_EXERCISE DIRECTIONS_
Could you write out all of these rows again, switching every "photo" to "image", keeping everything else the same, and leaving the pictures out?

(Excerpts of pointing data)
━━━━━━━━━━━━━━━━

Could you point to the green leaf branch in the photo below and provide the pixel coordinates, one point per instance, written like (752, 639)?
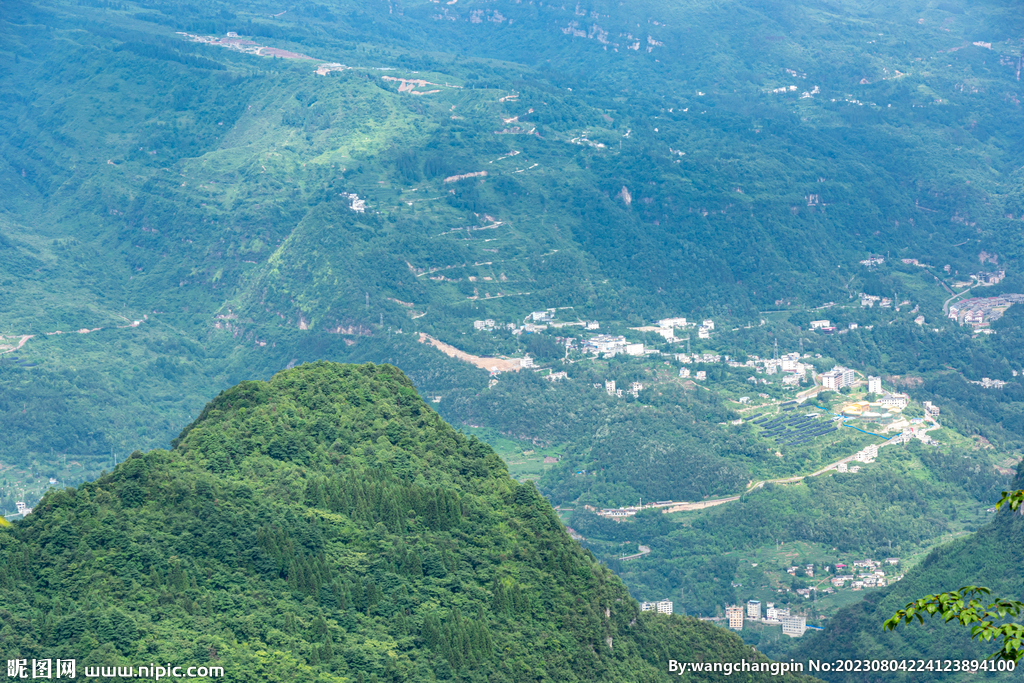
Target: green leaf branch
(964, 607)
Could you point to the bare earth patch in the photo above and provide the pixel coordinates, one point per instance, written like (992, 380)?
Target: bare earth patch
(491, 365)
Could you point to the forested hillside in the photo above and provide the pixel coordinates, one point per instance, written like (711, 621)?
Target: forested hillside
(647, 158)
(202, 194)
(327, 525)
(991, 557)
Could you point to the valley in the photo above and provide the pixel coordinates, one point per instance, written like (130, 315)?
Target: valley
(737, 283)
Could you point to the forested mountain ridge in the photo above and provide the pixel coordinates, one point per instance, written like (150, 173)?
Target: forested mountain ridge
(327, 525)
(208, 193)
(992, 557)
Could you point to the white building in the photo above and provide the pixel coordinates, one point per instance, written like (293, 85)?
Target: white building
(837, 378)
(794, 626)
(894, 400)
(791, 365)
(606, 343)
(867, 454)
(662, 606)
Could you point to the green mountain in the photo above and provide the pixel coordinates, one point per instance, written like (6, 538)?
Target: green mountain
(327, 525)
(643, 160)
(184, 210)
(991, 557)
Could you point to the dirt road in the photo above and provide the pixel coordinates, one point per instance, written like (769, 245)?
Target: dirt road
(491, 365)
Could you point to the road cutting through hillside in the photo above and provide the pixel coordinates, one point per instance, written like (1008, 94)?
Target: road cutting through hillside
(491, 365)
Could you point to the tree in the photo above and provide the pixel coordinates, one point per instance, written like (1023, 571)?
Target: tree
(958, 605)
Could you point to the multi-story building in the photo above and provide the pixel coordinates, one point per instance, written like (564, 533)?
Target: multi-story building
(662, 606)
(794, 626)
(837, 378)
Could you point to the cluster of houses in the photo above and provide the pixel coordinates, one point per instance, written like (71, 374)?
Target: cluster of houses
(662, 606)
(982, 279)
(609, 346)
(988, 383)
(793, 625)
(609, 388)
(981, 312)
(867, 573)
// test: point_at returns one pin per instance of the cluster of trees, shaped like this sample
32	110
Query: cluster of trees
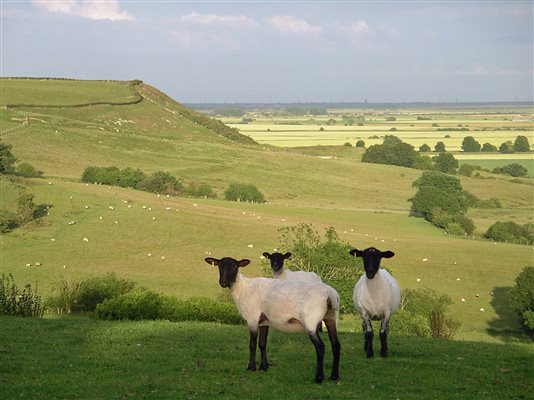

━━━━━━━━━━━━━━━━

_REPLY_
Could you point to the green leaf branch in the image below and provide the pixel coordinates, one point per instance, written like (752, 639)?
Target: green leaf branch
(964, 607)
Could you point to the bare earth patch in the image above and provide the pixel coordinates, one point per instance, written like (992, 380)?
Target: bare earth patch
(491, 365)
Could you point to the forested hillside in the image above and provide the pixel coordinates, one point per instance, written like (711, 621)?
Target: forested hillside
(647, 158)
(202, 194)
(327, 525)
(991, 557)
Could you point to the valley in the image above and provide the pixel coordinates, one point per instance, written like (130, 315)?
Target: valley
(737, 283)
Could you point to the forested mountain ridge in the image above and provide the pixel coordinates, one point per instance, written like (150, 173)?
Target: forested mountain ridge
(327, 525)
(208, 193)
(992, 557)
Could you point to the white building in the image above and provide the pixel coordinates, one point per instance, written like (293, 85)?
Target: white building
(837, 378)
(794, 626)
(894, 400)
(791, 365)
(606, 343)
(867, 454)
(662, 606)
Could you point to the green mountain in the image above and provide the pixel coordinates, one point per instance, written like (6, 538)?
Target: green mountain
(327, 525)
(643, 160)
(184, 210)
(991, 557)
Could you point to the dirt road in the image above and provide the pixel coordinates, one point per instance, written like (769, 245)?
Target: dirt road
(491, 365)
Could you point to the road cutting through hillside in the image above and provide the pixel coordinates, one point per instance, written like (1008, 94)?
Target: road cutting through hillside
(491, 365)
Could you point to the tree in the image above and provide the pixel coordinates, one point per instance, written like (1023, 571)?
Target: tree
(958, 605)
Could you point to the multi-story building in the image above and provide the pixel coordinates, one point per instance, written like (564, 533)?
Target: multi-story building
(662, 606)
(794, 626)
(837, 378)
Could you point to the cluster of houses in the image above and provide the pixel coordinates, one point per instance, written like (71, 374)?
Target: cluster of houses
(662, 606)
(982, 279)
(609, 346)
(988, 383)
(793, 625)
(609, 388)
(981, 312)
(867, 573)
// test: point_at returns one pin per instance of the cluster of trees, shaped like this sample
32	110
Query: cluster of trees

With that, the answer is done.